**TEXT SECTION:**

* * * * * * * * *

Illinois Municipal Retirement Fund (IMRF) is investing $200m (€178m) in four value-added real estate funds.
The institution is committing $75m to Crow Holdings Realty Partners VII, $50m to TA Realty Associates Fund XI, $50m to Rockwood Capital Real Estate Partners Fund X and $25m to Oak Street Real Estate Capital Fund III.
The commitments are the outcome of a value-added real estate manager search started earlier this year. IMRF indicated at the time that at least $50m would be allocated to it.
According to IMRF, Crow Holdings has raised $814m for its fund and targeting up to $1.6bn. The final close is expected in early November.
The fund is targeted net returns of 10% to 11%, with a projected net equity multiple of 1.7x.
Realty Partners VII will be buying a mixture of traditional and non-traditional property types in the US, including apartments, retail, industrial, convenience and gas stations, hotels and office/medical buildings.
TA Realty Associates is buying lower to middle market deals for its fund. IMRF stated in a board meeting document that the fund will focus on assets where local investors are priced out and the deals are too small for larger institutional buyers. The average size deal for the fund is $25m.
Rockwood will be purchasing a mixture of office, industrial, retail and apartments in the US for its fund.
It is seeking $1.5bn in capital, and a first close is expected during the second quarter.
Oak Street Real Estate Capital will buy fully stabilised offices, industrial and retail properties in the US occupied by investment-grade tenant subject to triple-net or double-net leases.
Net returns for Fund III are projected at between 12% to 14% with a net equity multiple of 1.6x.

* * * * * * * * *

**LISTED ENTRIES:**

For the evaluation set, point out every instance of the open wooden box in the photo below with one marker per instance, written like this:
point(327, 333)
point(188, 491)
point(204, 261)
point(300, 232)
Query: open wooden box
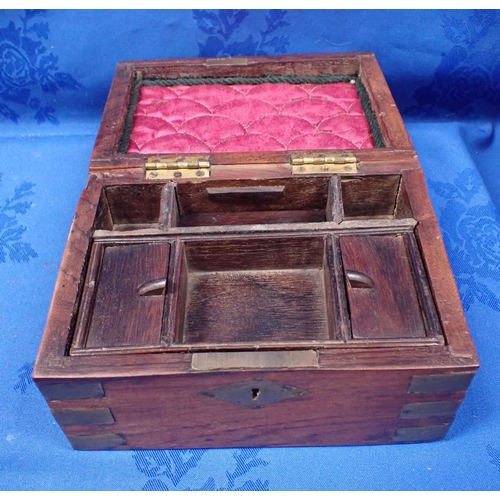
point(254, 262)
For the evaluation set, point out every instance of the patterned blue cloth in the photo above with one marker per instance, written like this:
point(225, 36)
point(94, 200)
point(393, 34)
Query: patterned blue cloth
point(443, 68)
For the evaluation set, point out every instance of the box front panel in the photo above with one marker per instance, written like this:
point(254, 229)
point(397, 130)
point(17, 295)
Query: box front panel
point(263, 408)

* * * * * * * * *

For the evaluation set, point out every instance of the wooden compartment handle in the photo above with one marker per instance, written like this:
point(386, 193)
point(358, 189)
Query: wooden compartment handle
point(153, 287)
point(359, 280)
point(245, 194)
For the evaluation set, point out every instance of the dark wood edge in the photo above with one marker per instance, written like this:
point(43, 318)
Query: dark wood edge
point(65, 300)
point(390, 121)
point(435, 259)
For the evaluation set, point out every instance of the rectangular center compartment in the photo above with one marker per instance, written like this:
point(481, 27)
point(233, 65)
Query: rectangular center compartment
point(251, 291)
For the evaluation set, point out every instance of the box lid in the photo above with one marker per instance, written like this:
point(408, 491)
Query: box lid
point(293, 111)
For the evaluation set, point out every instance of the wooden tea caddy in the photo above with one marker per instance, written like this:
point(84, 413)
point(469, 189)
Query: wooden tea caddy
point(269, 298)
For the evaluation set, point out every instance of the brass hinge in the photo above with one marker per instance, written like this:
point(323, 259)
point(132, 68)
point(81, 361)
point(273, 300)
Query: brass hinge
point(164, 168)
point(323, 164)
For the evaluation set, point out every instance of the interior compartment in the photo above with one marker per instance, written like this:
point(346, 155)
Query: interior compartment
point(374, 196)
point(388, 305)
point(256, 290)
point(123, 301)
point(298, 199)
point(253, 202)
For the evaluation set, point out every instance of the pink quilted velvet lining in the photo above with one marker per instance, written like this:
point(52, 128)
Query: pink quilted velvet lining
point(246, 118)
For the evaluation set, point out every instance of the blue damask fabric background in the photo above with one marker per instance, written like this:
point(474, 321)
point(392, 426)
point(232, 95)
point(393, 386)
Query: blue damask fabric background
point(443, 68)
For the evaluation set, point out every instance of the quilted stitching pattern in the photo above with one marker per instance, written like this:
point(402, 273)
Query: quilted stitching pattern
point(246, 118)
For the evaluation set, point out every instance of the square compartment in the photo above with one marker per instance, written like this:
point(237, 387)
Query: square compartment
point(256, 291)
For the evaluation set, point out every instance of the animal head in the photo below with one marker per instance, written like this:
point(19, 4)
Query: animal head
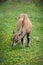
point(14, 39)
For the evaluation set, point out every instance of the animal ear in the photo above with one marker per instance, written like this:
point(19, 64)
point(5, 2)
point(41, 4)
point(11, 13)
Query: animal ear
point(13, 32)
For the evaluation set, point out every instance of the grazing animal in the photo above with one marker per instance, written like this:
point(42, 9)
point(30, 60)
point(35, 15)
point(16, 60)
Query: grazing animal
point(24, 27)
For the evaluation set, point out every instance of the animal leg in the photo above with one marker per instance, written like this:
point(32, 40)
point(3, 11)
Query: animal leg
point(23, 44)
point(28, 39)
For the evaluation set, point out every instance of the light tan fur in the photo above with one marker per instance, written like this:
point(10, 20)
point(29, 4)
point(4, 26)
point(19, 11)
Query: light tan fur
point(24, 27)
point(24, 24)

* * * * * * * * *

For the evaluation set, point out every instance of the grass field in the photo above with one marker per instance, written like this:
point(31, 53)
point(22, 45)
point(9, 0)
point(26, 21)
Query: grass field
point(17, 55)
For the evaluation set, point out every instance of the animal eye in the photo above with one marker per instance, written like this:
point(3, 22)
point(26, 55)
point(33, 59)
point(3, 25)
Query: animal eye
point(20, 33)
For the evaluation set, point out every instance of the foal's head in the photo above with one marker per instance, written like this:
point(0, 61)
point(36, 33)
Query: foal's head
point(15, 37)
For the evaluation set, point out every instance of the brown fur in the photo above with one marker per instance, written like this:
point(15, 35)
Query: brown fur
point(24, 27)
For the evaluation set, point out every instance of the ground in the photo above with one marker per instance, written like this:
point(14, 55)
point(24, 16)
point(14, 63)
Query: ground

* * * * * * * * *

**TASKS:**
(A) In the IMRF real estate article, what is the average deal size for the TA Realty Associates fund?
(B) Using the IMRF real estate article, list each fund that IMRF is committing money to, along with the amount committed.
(C) Do these statements agree with the IMRF real estate article? Answer yes or no for each and quote the words that decide it.
(i) Oak Street's Fund III has a projected net equity multiple of 1.6x.
(ii) The final close of the Crow Holdings fund is expected in the second quarter.
(iii) IMRF is committing $50m to Rockwood Capital Real Estate Partners Fund X.

**ANSWER LIST:**
(A) $25m

(B)
- Crow Holdings Realty Partners VII: $75m
- TA Realty Associates Fund XI: $50m
- Rockwood Capital Real Estate Partners Fund X: $50m
- Oak Street Real Estate Capital Fund III: $25m

(C)
(i) Yes: "with a net equity multiple of 1.6x"
(ii) No: "The final close is expected in early November."
(iii) Yes: "$50m to Rockwood Capital Real Estate Partners Fund X"